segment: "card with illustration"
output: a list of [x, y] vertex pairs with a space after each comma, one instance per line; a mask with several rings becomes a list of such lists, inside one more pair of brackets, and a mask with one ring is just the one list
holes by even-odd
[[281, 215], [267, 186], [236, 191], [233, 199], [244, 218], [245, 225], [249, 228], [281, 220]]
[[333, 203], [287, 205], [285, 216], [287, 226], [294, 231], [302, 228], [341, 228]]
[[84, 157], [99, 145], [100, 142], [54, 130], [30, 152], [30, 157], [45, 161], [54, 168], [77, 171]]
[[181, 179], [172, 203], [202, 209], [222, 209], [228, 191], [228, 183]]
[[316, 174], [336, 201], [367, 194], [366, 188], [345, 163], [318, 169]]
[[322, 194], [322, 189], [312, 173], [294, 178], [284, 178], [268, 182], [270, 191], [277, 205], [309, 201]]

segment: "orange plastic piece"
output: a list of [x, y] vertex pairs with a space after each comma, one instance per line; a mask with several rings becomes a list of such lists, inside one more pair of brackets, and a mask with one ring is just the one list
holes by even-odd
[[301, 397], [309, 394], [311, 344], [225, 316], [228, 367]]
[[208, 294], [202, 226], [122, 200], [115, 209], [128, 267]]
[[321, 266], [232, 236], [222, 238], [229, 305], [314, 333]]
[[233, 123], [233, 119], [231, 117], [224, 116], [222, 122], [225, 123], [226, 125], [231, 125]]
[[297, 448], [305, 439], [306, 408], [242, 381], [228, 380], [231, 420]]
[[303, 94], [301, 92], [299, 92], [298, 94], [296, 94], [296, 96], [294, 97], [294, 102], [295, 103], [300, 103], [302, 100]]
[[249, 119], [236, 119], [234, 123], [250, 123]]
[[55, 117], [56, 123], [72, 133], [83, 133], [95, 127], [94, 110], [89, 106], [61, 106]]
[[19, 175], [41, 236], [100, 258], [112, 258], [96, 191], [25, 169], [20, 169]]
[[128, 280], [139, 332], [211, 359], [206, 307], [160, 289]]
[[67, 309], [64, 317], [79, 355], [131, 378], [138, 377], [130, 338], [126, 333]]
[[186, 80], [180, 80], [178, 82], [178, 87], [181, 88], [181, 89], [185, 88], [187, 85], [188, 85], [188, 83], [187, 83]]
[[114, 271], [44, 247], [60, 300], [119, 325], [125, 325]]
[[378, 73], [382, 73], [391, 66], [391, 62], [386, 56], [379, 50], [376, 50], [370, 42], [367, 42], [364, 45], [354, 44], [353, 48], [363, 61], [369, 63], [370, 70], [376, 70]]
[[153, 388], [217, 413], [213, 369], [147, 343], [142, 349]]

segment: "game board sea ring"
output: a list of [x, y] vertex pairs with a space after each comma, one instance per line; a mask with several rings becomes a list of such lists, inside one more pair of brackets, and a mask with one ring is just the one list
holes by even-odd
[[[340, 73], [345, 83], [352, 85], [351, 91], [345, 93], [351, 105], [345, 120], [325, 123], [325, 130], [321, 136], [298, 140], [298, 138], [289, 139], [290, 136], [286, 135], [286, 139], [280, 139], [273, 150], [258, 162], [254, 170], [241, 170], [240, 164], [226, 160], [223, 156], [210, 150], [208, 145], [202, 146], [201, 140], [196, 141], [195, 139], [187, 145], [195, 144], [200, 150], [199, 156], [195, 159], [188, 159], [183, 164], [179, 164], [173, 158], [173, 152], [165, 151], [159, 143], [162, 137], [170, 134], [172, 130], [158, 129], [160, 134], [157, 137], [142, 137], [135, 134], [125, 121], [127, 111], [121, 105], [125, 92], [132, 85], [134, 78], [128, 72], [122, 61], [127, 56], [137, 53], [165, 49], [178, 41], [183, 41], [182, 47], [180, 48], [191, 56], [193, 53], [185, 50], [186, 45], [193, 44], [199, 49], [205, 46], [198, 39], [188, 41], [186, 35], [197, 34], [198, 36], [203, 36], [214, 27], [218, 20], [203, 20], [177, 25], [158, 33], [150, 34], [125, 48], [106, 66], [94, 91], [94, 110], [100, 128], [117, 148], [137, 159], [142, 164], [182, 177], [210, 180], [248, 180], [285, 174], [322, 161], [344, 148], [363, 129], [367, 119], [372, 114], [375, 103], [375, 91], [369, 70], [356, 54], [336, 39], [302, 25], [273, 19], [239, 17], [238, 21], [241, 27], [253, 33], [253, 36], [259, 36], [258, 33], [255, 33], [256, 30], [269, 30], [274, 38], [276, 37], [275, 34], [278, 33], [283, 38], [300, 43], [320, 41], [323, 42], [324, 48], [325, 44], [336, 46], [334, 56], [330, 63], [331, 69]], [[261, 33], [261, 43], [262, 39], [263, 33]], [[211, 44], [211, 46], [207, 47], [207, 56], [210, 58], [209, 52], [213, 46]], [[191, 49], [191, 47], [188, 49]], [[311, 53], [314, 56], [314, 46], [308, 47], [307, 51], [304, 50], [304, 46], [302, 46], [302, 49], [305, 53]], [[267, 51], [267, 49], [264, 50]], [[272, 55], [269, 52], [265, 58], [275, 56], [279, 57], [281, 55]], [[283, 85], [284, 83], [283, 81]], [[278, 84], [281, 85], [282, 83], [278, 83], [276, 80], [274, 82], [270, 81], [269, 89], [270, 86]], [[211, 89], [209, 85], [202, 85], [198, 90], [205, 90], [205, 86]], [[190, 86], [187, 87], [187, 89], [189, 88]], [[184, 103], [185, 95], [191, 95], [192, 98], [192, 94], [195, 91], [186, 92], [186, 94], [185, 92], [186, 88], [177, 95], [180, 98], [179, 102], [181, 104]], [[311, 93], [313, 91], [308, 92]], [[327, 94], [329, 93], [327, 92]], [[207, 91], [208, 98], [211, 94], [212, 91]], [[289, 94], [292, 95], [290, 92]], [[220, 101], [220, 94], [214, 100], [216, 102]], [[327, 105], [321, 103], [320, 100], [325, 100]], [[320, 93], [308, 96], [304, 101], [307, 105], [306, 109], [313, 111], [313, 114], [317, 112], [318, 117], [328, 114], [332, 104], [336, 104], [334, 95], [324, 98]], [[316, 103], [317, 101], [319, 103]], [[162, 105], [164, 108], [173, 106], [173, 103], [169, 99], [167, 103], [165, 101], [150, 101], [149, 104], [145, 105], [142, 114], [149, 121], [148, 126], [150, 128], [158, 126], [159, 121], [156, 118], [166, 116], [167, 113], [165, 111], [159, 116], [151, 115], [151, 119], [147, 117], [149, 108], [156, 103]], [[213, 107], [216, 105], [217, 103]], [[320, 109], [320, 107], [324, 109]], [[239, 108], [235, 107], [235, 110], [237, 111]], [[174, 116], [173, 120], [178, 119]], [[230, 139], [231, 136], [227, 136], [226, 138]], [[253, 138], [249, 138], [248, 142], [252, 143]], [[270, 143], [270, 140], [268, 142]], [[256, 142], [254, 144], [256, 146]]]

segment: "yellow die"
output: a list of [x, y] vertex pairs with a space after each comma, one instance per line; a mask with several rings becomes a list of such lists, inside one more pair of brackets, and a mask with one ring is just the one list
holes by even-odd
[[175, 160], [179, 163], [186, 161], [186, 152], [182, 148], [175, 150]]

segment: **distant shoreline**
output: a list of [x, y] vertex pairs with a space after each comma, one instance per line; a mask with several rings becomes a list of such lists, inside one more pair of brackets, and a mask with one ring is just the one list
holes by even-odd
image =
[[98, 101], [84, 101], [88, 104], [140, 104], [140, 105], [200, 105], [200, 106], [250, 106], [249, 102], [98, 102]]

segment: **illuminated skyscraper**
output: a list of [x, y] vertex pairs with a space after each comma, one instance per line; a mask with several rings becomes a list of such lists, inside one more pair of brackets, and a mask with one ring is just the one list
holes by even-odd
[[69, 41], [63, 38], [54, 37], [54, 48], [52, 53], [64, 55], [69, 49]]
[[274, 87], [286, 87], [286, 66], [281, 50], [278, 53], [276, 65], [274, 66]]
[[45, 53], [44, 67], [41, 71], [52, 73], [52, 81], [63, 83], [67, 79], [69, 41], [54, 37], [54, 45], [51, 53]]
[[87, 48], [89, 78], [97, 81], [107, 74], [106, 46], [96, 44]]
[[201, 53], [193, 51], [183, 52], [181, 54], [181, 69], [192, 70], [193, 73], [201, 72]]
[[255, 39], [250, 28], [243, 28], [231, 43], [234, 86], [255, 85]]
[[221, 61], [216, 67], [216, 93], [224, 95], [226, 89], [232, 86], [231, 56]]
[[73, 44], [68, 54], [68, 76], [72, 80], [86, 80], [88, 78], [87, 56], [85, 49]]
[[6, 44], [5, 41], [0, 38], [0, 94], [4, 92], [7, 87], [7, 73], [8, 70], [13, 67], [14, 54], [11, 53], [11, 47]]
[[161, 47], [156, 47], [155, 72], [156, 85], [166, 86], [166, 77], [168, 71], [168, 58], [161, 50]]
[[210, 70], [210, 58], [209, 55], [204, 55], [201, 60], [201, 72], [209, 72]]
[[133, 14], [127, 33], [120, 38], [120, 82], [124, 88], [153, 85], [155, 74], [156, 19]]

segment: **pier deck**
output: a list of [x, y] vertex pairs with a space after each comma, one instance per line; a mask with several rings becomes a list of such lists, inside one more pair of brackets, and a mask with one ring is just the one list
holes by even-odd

* * * * *

Please count the lines of the entries above that include "segment" and give only the total.

* **Exercise response**: 7